# My Cervelo R3---Annihilated !! ---RIP



## skygodmatt

I have some sad news.

Want to see what a pick-up truck moving at highway speed does to a Cervelo?

I was clipped from the rear in a 7 foot wide bike lane. Never in a million years thought this could happen. Unfortunately I sustained major injuries and have been laid up in a body cast for over four long months in hospitals and rehab centers. I may never ride a bike again. I can't mention any details due to a lawsuit. Let's be positive.

This was my dream bike. Full 2010 DA. Zipp sl bars, custom wheels,deda superzero post, fizik saddle, ceramic bearings....She rode so sweet and nice. The best ride I've ever had. 

May she Rest in Peace.

Please ride safe.


----------



## pvflyer

*Omg*

I'm praying for you man, best of wishes and a full recovery. I'm out of words.......I think somehow you're a very lucky man, thus you're alive. Be positive, you'll be back in the saddle again.


God bless Luciano


----------



## SROC3

geeez......hope for your speedy and good recovery man. Glad you're at least alive.


----------



## arcustic

I feel sorry.... wishing you a speedy recovery.


----------



## RACE-PACE

+1 get well soon, really rubbish!

Stay positive!


----------



## WhyRun

Carbon, metal and plastic can be replaced, your health cannot. Best wishes for your recovery.


----------



## ping771

Godspeed on a quick and full recovery. Make the driver pay through the nose.


----------



## ridenfish39

Holy Sh!t.......
Best wishes for a speedy recovery.


----------



## Argentius

*Holy crap*

I remember how excited you were about that bike, when you were first talking about your old, what was it, specialized, cannondale, something?

Get better man.

If you have time, what the heck happened, in more detail? What happened to the driver?


----------



## ghostryder

Forget the bike, as long as you are okay, thats all that matters.


----------



## spade2you

Glad you're alive after something like this. Hopefully you'll ride some day again. Glad you're being compensated, not that it fixes anything, but too many stories here of the driver not even stopping.


----------



## natedg200202

It's been said by others, but I will say it again. I'm so sorry for what you are going through. We all take risk sharing the road with cars and, unfortunately, this could happen to any of us. 

I hope your physical therapy goes well. I'm so glad you are alive, and I hope that you get some encouragement with responses here that serve as emotional therapy. 

Get well and good luck with your settlement.


----------



## a_avery007

hope your physical therapy is not totally painful, and that you may be active once again!


----------



## skygodmatt

Thanks guys. 

It was 1pm in the afternoon.
The distractred driver drifted into the bike lane and took me out.
He stopped and the ambulance came.

Woke up later. Body cast for 4 months due to shattered vertebrae.

DATASET |
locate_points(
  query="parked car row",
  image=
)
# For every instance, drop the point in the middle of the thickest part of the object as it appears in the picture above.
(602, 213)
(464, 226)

TASKS FOR THIS EXERCISE |
A. In the forum thread about the wrecked Cervelo, what injury kept skygodmatt in a body cast for four months?
B. Pick up the forum thread about the wrecked Cervelo and carry it on past its last sentence.

ANSWERS BELOW |
A. Shattered vertebrae.

B.
Arm in 5 pieces. Staples in head. Bruises and hemotomas on head and body.
Dizzy for a month.
Not good. 

As cyclists, we think we know pain? No way. 
Hard cycling is nothing compared to the pain here.
It was so bad I thought my heart would stop. I passed out from it.
The strongest drugs barely phase your Central Nervous System ( brain and spine ).
Thats the worst part. Don't damage your spine. It's hard to block the pain.
My arm is still there but it doesn't move much anymore.

I wanted to post this because I did nothing wrong and was riding safe.
I just was unlucky. Every car that passes you is a killing machine if the driver
wants it to be. That's the only crappy part about cycling.

I am wondering if Cervelo would give me a sweet deal on a new frame?
Thats a good motivater. 
I am working hard everyday trying to walk and move.
Perhaps I will ride again. I am a determined SOB.


----------



## Argentius

*Wow, again*

Hang in there, dude. Every day I ride, I am grateful that I still, physically and mentally, can do it, but stuff like this really drives it home.

Get better.

Please at least tell me you are getting a s**t ton of compensation for this. "at least" you lived, and can walk (can you walk?), and think about riding agian. "At least" the guy stopped.

That doesn't make it any better.



skygodmatt said:


> Thanks guys.
> 
> It was 1pm in the afternoon.
> The distractred driver drifted into the bike lane and took me out.
> He stopped and the ambulance came.
> 
> Woke up later. Body cast for 4 months due to shattered vertebrae.
> Arm in 5 pieces. Staples in head. Bruises and hemotomas on head and body.
> Dizzy for a month.
> Not good.
> 
> As cyclists, we think we know pain? No way.
> Hard cycling is nothing compared to the pain here.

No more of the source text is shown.